■ **Short task 1**
Transcribe the portion of the judgment excerpt that begins at the words "Mr Jooste did" and stops after the words "at that stage.".
■ **Short task 2**
According to the judgment excerpt, on what date were the applicant and Mr Jooste placed under final sequestration?

■ **Text segment**
↓↓↓
After the respondent had disputed
certain of her claims she abandoned the disputed portion, leaving the
respondent indebted to
her in an amount of R5 088 487.63.
[6]
The applicant referred to an email received from Mr Fouché
on behalf of the respondent dated 2 October 2023, in which,
according to her, he ‘
indicated that payment of my
commission is refused as it wishes to set off certain damages which
related entities to the respondent
have suffered, allegedly
consequential to dealings between these entities and a company of
which my husband is the controlling
mind’.
She annexed that
email, which was addressed to both her and her husband, Mr Gerhardt
Jooste, together with her response dated 27 October
2023.
[7]
The relevant portion of Mr Fouché’s email loosely
translated
into English, reads that ‘
I also just want to
make it very clear to you, that Gerhardt promised me that all your
commission will be rolled in as a partial
contribution to bear your
25% losses… Gerhardt as you also promised me in many
conversations, that you will accept financial
responsibility for the
25% losses in the developments. You also promised that you would sell
or finance the shares in your building
in Durbanville to cover the
25% losses’.
Mr Jooste did not respond to this email. Only
the applicant did. Her response reads in relevant part (again loosely
translated)
that ‘
I have no knowledge of
[those alleged
promises] …
and was no party to it. So I deny any
promises’.
In other words the applicant claimed that she
had no knowledge of the agreement upon which the respondent relied as
having been
concluded between itself and Mr Jooste. Mr Jooste
did not file any confirmatory affidavit at that stage.
[8]
In the answering affidavit deposed to by Mr Fouché the
following
emerged. The applicant and Mr Jooste, who are married
in community of property, were placed under final sequestration on
12 April
2016 and remain unrehabilitated insolvents. Prior to
the respondent employing the applicant, Mr Jooste took up
employment
with IGrow Wealth Investments (Pty) Ltd (“IGrow
Wealth”), an associated company in the IGrow Group, in November
2016.
[9]
According to Mr Fouché, Mr Jooste represented to him that he
was
a property developer, ‘
specialising in bringing creative
property solutions and managing the full development cycle from
identifying an opportunity to
handing over the keys’.
Mr
Jooste also professed to have set up a real estate development,
investment and management company which, according to him, had
built
up a property fund in excess of R9 billion over a ten-year
period. Mr Jooste holds a law degree and is also an
admitted
attorney.
[10]
At the time, IGrow Wealth was seeking to explore new property
developments and (seemingly
relying on the aforesaid representations)
↑↑↑
■ **Records supplied**
↓↓↓
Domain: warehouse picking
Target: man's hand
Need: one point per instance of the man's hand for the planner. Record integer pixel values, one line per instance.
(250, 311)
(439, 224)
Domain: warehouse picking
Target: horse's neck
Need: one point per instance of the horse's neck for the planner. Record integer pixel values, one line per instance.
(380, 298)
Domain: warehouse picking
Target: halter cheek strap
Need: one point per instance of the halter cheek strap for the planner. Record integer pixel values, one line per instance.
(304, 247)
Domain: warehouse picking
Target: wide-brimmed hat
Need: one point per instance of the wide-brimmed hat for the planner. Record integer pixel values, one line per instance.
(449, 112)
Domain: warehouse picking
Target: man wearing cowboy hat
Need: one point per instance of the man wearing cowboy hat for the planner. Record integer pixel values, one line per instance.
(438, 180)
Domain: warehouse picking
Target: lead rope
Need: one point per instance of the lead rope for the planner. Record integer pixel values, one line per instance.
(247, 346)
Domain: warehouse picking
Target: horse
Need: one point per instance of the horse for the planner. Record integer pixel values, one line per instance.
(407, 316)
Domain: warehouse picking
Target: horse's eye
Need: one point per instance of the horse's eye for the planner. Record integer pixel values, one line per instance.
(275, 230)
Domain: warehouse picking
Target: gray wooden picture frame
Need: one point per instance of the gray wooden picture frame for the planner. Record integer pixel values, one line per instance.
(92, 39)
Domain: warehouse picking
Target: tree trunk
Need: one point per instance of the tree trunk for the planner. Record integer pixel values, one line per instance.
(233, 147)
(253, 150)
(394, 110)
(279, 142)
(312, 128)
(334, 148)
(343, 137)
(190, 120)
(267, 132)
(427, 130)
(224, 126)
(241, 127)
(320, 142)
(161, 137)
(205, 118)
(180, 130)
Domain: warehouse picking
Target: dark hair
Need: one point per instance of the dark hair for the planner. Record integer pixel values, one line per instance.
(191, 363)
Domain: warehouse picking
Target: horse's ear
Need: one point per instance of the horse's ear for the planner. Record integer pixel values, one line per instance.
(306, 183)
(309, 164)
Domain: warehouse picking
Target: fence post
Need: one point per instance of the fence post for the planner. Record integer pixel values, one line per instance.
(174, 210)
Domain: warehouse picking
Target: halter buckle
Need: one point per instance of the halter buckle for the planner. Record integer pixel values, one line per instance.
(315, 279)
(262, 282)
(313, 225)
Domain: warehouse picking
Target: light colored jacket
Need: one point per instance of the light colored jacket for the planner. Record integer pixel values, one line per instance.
↑↑↑
■ **Worked solution 1**
Mr Jooste did not respond to this email. Only
the applicant did. Her response reads in relevant part (again loosely
translated)
that ‘
I have no knowledge of
[those alleged
promises] …
and was no party to it. So I deny any
promises’.
In other words the applicant claimed that she
had no knowledge of the agreement upon which the respondent relied as
having been
concluded between itself and Mr Jooste. Mr Jooste
did not file any confirmatory affidavit at that stage.

■ **Worked solution 2**
12 April 2016